*** Excerpt ***

JCRC created a bylaw in 2019 banning members of its coalition from partnering with antiZionist groups after BWC held a “problematic” demonstration in 2018, partnering with JVP to hold a vigil against white supremacy following the Tree of Life Synagogue massacre earlier that year. The 2018 demonstration condemned white supremacy, including the shooting at the synagogue and Israel’s occupation of Gaza.
“They made the choice to say the only way they could gather in public was to also accuse Israel of being a white supremacist organization,” Burton said of BWC and JVP.
The 2018 demonstration, which Burton called harmful and traumatic, led to the 2019 bylaw.
The co-demonstration in mid-October violated the bylaw and resulted in BWC’s potential removal, Burton said. Hornstein said Burton told her the end of the process would “absolutely 100 percent be [BWC’s] removal.” BWC’s Israel-Palestine Committee released a statement following the rally and phone call, and BWC resigned from JCRC six days later.
Hornstein said BWC’s values “call us to value life above all else” and said last week’s rally was a way to take a stance during “a hard and tragic time for our community.” She said it was important for the group to act on its values and that BWC stands by its choice to call for peace.

*** End of Excerpt ***
*** Dataset section ***

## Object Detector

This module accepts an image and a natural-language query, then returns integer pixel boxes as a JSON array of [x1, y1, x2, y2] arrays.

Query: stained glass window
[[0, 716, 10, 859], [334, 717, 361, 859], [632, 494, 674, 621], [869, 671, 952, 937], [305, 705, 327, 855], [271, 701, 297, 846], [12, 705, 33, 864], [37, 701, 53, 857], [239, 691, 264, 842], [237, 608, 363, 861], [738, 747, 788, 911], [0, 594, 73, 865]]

*** End of Dataset section ***

> **Work task 1**:
In the excerpt about BWC's break with JCRC, in what year did JCRC create the bylaw banning coalition members from partnering with anti-Zionist groups?
> **Work task 2**:
Continue the excerpt about BWC's break with JCRC, starting after its last sentence.

> **Response box 1**:
2019

> **Response box 2**:
“The last few weeks, as Jews around the world felt immense grief and rage in the wake of Hamas’s attacks, we also hold that Palestinian lives are equally as precious,” Hornstein told the Globe on Wednesday. “We are horrified by the collective punishment being faced by 2.3 million residents in Gaza.”
The Gaza Health Ministry reported Monday that more than 8,300 Palestinians, mostly women and children, have died and more than 1.4 million people in Gaza have fled their homes. Around 117,000 displaced people are staying in hospitals in northern Gaza alongside thousands of patients and staff, according to UN figures.
Israeli officials say more than 1,400 people have been killed in Israel and at least 5,400 have been injured since the Hamas attack on Oct. 7. Israel launched a ground assault that pushed further into Gaza on Monday despite some pushback last week from President Biden.
BWC was one of 16 Jewish organizations that founded the JCRC in 1944. BWC has long held an anti-occupation stance and often sparred with far-right coalition members of JCRC, Hornstein said. Burton acknowledged this historic difference of opinion but said JCRC values its wide range of perspectives and is committed to being “as big a tent as they can be” for Jewish organizations in Boston.
He said BWC’s resignation “did not have to happen,” saying if BWC had voiced its sentiments without the support of Jewish Voice for Peace, the outcome would be different. Burton added that JCRC did not expel BWC but that the group resigned.
“We very much appreciate the passion that BWC is expressing regarding its concern for Palestinian safety,” he said. “We as JCRC very much share the concern for innocent Palestinians who are in harm’s way in Gaza because of the actions of Hamas and what has come since then.”
Hornstein said the window for cease-fire is small and it is essential to call for peace while it’s still possible.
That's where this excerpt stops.